(Data entries)
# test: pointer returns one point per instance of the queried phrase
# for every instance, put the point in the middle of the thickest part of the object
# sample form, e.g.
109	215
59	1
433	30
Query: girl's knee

- **Exercise goal**:
Retyping every entry exactly is the whole of the task.

- **Answer area**:
# test: pointer returns one point per instance of the queried phrase
# for every instance, put the point in the middle of the thickest part of the object
# sample form, e.g.
109	215
59	1
433	30
Query: girl's knee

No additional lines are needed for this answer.